### [Data provided]
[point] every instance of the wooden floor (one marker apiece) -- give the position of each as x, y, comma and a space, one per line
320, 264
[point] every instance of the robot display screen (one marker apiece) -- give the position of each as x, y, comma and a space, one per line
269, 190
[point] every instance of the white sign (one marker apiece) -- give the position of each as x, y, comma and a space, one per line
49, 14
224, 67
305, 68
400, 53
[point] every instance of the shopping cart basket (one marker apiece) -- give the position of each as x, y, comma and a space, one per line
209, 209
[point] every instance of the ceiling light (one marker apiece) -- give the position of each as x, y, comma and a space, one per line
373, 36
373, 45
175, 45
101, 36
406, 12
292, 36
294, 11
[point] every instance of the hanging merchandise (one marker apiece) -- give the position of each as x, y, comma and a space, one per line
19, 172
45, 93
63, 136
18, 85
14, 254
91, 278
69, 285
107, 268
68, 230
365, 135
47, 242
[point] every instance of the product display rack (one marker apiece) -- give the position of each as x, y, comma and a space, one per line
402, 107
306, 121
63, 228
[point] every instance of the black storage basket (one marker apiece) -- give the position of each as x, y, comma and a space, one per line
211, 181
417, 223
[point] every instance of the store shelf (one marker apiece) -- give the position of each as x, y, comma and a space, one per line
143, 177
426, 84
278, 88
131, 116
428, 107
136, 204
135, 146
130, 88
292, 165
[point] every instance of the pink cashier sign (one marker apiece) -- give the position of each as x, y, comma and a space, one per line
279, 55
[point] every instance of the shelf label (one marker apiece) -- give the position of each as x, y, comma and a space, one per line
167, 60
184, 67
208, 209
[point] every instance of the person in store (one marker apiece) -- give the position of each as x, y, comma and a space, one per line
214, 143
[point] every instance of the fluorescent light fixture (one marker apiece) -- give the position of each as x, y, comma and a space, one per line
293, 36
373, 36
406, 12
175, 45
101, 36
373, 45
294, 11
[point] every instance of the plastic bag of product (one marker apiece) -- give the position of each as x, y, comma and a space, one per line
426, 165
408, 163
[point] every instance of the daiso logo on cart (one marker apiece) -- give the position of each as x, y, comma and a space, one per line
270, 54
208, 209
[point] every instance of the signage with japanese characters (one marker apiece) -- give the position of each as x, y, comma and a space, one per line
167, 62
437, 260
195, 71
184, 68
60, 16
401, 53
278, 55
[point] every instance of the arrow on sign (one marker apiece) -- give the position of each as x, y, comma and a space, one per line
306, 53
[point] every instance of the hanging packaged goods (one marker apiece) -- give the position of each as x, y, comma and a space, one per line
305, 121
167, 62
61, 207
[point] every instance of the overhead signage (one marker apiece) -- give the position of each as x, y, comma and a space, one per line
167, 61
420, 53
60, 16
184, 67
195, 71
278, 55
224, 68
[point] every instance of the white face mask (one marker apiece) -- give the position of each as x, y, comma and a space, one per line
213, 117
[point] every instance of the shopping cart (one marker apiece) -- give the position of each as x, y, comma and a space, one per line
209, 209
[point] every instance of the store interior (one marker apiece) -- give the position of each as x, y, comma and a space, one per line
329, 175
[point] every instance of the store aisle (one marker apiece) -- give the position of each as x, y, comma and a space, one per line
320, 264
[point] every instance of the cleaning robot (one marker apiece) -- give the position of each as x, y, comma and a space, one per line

...

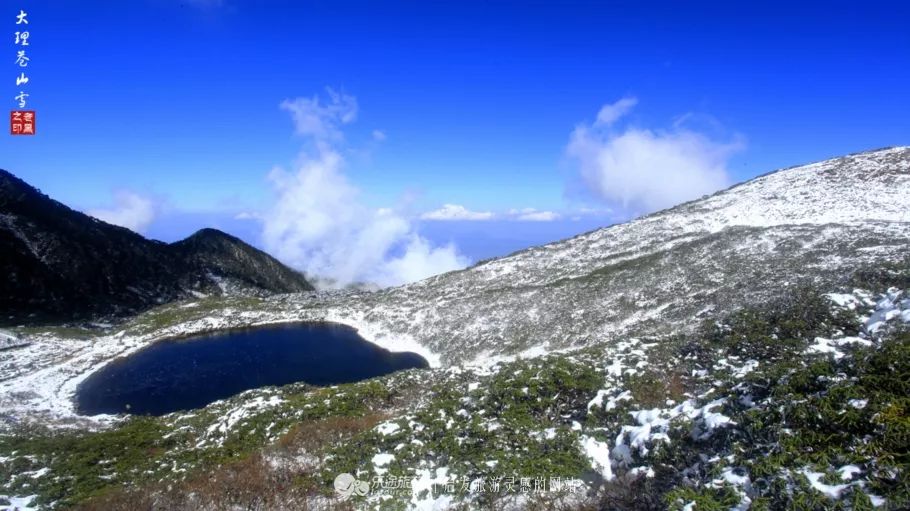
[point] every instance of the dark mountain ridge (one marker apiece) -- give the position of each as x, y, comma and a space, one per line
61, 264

### [Work item]
Everything from the line containing "[point] every instance of the store interior" through the line containing "[point] every instance of the cleaning" in the material above should be retyped exactly, both ends included, and nothing more.

### [Result of this exercise]
[point] every instance of the store interior (one marker apiece) -- give the position of each as x, y, comma and a space, one per line
329, 175
[point] every instance of the store aisle (one marker apiece) -- give the position of each as x, y, comma and a space, one per line
320, 264
[point] every instance of the cleaning robot (one marker apiece) -- give the position of each as x, y, comma and a space, one per line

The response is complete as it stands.